▶ [What is needed]:
In the records below, take the line containing "[ ] each pair" and reproduce it and every subsequent line exactly, adding nothing.

### Input material

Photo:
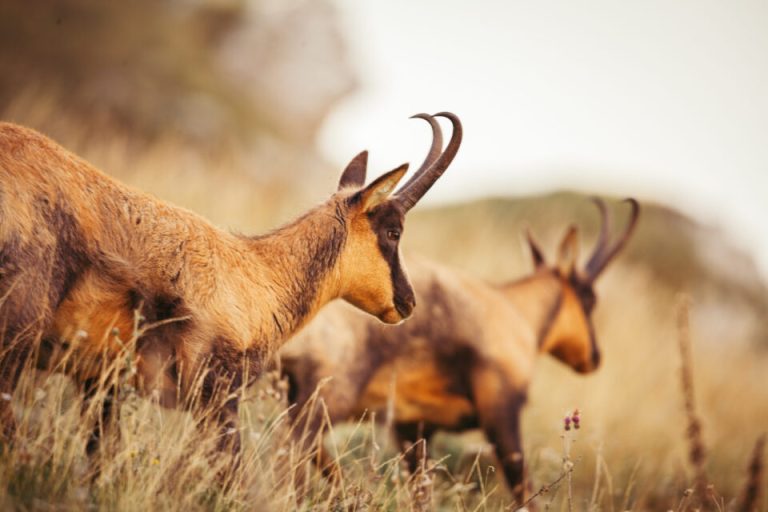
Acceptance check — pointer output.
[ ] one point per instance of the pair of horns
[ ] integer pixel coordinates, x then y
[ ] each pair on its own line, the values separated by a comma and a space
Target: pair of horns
604, 251
435, 163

######

▶ [Solution for this problem]:
[ ] each pair on its own line, the values separated by a comma and a space
Target: pair of horns
604, 251
435, 163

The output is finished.